Source data |
* * * *

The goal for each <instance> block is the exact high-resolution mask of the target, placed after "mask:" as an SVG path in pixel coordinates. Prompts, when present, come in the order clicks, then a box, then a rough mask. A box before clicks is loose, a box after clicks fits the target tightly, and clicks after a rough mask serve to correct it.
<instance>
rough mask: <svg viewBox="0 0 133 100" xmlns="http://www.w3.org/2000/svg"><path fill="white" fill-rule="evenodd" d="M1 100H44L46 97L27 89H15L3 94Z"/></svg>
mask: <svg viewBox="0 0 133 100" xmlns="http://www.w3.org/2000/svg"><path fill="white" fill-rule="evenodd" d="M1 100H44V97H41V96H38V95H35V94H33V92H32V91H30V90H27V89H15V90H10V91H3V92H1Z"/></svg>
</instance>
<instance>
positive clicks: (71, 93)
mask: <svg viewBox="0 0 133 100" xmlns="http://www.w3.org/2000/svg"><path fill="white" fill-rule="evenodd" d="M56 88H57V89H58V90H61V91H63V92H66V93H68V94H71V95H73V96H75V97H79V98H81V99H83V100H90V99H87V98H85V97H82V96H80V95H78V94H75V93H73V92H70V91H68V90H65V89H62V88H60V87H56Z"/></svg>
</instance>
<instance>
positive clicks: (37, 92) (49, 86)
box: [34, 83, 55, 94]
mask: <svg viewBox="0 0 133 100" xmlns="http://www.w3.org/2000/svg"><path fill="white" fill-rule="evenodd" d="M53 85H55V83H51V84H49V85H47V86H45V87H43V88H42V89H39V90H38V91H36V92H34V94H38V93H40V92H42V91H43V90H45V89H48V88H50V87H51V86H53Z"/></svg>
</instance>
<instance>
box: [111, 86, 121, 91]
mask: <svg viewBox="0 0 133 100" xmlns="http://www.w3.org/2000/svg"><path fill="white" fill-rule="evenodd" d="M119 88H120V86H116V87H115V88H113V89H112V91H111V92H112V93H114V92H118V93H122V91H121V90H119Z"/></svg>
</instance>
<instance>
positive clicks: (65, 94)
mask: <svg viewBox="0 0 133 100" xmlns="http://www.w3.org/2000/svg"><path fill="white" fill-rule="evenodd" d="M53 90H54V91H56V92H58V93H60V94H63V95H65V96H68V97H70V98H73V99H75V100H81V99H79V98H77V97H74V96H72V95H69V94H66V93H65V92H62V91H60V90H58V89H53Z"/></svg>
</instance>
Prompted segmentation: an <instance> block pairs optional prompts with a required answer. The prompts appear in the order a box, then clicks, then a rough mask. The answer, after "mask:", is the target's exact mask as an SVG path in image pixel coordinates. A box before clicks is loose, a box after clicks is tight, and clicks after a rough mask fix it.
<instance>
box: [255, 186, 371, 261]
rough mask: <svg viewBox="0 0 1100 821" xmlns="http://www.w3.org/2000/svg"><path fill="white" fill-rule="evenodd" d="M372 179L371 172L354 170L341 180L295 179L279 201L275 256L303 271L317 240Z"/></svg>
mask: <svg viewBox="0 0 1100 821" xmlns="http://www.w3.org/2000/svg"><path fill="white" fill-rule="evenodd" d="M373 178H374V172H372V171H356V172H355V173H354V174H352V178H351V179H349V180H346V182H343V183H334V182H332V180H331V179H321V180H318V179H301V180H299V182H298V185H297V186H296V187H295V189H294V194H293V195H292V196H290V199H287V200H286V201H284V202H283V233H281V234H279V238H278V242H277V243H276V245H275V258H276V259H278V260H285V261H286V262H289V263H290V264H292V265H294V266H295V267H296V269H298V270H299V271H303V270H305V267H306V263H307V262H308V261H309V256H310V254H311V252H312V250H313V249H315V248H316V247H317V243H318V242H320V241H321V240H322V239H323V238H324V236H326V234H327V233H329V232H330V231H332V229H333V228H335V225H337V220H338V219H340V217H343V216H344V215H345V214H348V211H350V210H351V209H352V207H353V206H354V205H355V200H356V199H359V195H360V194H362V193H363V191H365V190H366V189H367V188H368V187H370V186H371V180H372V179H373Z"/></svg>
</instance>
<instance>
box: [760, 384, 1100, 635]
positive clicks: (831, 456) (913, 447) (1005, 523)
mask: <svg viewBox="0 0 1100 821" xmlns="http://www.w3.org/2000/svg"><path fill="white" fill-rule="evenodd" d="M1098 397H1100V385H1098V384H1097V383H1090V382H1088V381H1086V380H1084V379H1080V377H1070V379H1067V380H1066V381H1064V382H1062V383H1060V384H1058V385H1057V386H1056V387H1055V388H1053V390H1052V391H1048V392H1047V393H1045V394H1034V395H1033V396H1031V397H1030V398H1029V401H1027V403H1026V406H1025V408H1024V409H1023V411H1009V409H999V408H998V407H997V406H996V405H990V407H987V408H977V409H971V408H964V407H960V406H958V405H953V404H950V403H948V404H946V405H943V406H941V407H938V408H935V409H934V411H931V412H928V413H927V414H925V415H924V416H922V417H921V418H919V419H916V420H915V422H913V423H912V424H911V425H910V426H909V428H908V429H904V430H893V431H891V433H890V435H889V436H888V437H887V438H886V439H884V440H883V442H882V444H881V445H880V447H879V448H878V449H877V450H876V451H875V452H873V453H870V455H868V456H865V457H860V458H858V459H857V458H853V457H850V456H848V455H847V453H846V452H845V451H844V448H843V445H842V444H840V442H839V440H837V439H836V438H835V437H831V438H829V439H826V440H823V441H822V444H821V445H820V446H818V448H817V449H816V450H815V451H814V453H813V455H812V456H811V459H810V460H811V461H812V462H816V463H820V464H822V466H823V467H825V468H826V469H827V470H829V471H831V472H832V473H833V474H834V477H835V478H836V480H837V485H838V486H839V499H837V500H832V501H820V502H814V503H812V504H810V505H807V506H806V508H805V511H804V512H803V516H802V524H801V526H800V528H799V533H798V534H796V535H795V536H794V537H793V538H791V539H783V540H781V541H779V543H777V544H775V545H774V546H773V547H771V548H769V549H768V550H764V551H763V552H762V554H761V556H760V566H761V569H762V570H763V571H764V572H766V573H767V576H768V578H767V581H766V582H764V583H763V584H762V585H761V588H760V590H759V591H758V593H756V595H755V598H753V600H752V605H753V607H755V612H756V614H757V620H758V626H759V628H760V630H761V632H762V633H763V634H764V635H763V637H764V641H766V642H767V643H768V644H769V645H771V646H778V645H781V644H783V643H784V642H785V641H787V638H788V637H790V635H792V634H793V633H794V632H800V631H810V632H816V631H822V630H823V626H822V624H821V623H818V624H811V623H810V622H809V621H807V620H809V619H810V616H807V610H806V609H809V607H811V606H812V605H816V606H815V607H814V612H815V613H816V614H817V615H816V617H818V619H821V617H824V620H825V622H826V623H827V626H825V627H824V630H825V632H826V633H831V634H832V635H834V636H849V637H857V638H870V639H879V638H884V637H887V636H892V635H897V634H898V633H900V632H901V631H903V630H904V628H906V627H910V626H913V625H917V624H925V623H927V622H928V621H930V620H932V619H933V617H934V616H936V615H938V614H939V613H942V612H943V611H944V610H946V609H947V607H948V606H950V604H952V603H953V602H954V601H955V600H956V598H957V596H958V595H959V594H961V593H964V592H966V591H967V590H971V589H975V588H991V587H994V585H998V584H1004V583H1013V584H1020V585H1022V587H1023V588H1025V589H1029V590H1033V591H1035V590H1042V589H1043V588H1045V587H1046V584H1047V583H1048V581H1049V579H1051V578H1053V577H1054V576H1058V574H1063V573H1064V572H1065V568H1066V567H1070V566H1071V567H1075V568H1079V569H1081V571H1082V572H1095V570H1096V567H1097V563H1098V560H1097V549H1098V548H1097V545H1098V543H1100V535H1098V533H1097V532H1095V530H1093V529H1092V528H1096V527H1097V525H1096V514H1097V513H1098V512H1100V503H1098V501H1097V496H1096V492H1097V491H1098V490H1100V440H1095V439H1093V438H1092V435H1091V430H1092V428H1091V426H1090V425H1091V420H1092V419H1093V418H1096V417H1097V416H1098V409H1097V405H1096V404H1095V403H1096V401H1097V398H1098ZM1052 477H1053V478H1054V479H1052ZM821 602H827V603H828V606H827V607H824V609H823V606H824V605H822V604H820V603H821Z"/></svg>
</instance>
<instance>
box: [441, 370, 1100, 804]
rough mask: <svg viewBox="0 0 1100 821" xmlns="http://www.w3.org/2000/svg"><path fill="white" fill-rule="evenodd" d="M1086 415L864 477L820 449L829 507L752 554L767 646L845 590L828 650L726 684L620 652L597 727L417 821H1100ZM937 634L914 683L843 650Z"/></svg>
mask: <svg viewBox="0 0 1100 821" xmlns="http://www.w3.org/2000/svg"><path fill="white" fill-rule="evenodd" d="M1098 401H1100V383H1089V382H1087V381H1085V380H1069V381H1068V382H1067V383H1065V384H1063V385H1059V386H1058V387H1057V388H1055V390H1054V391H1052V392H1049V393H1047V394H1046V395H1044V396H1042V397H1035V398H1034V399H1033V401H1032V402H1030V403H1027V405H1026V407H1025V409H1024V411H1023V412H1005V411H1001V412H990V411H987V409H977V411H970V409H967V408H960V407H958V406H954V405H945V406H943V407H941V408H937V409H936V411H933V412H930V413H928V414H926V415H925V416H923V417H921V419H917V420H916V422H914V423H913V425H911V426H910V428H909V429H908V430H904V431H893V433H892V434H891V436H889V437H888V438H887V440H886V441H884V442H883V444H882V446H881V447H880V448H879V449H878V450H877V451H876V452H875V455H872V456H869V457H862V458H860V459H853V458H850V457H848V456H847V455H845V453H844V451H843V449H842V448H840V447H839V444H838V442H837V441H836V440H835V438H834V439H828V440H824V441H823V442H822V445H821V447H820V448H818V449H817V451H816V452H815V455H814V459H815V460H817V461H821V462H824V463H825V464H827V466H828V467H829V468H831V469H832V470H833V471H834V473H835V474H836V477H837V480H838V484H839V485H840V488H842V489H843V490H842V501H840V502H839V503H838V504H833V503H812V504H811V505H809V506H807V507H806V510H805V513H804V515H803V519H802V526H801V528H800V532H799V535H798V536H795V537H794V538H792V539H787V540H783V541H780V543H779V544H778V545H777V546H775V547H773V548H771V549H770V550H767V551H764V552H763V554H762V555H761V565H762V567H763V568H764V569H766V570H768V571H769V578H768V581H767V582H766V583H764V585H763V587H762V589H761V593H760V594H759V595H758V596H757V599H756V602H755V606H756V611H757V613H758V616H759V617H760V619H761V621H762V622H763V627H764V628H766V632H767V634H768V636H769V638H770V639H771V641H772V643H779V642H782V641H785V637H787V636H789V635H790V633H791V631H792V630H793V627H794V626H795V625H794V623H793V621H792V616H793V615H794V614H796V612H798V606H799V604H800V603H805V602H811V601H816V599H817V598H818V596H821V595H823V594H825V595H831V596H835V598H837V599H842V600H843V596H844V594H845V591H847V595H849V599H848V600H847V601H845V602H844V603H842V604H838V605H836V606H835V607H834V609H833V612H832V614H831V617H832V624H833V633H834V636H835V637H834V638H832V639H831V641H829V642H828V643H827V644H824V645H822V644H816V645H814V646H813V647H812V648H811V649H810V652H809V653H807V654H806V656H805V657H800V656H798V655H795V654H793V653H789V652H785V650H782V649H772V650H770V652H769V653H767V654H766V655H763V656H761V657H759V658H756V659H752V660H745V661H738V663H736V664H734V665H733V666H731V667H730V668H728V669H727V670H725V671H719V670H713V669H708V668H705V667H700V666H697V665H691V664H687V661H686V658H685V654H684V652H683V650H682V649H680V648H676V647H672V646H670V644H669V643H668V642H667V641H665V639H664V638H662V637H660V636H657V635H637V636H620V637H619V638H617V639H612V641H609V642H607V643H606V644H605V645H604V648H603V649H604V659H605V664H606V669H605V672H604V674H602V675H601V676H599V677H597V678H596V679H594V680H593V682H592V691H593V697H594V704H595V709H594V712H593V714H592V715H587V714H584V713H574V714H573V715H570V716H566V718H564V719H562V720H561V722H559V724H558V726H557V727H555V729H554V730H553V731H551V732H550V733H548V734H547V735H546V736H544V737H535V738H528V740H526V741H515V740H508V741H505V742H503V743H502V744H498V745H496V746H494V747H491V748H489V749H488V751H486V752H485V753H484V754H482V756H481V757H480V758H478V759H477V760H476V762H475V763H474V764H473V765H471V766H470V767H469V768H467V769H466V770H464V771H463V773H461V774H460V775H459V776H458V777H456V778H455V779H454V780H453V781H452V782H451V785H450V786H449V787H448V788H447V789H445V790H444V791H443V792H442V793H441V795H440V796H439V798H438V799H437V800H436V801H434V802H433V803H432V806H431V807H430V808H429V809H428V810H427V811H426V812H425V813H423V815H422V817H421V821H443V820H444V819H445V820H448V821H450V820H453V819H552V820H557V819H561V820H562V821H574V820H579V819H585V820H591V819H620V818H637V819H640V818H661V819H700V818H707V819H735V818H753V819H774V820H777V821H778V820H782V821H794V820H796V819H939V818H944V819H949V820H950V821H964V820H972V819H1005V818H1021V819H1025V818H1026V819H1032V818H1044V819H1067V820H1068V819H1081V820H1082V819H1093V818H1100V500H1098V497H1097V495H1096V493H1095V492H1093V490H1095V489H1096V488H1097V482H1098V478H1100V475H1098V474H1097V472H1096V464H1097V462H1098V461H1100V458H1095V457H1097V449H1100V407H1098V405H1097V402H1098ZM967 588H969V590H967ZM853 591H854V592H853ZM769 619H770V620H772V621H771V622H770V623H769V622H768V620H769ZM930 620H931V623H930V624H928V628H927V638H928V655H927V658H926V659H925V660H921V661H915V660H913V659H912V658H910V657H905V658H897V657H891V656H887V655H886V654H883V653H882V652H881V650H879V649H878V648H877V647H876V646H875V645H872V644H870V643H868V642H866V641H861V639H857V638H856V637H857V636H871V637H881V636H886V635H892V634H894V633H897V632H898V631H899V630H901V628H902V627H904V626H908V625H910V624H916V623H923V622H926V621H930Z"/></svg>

* * * *

Problem requirements | Which of the lines above hold the string "block"? Pick each of them out.

Written response |
The goal for each <instance> block is the exact high-resolution mask of the target, placed after "mask:" as an SVG path in pixel coordinates. Prompts, when present, come in the order clicks, then a box, then a rough mask. A box before clicks is loose, a box after clicks fits the target tightly, and clicks after a rough mask serve to correct it.
Prompted segmentation: an <instance> block pairs optional prompts with a required answer. The prompts appear in the order a box, then clicks, then a rough mask. The answer, after "mask:", is the target's exact mask as an SVG path in image pixel coordinates. A box before clicks is loose, a box after clicks is tight, and clicks after a rough mask fix it.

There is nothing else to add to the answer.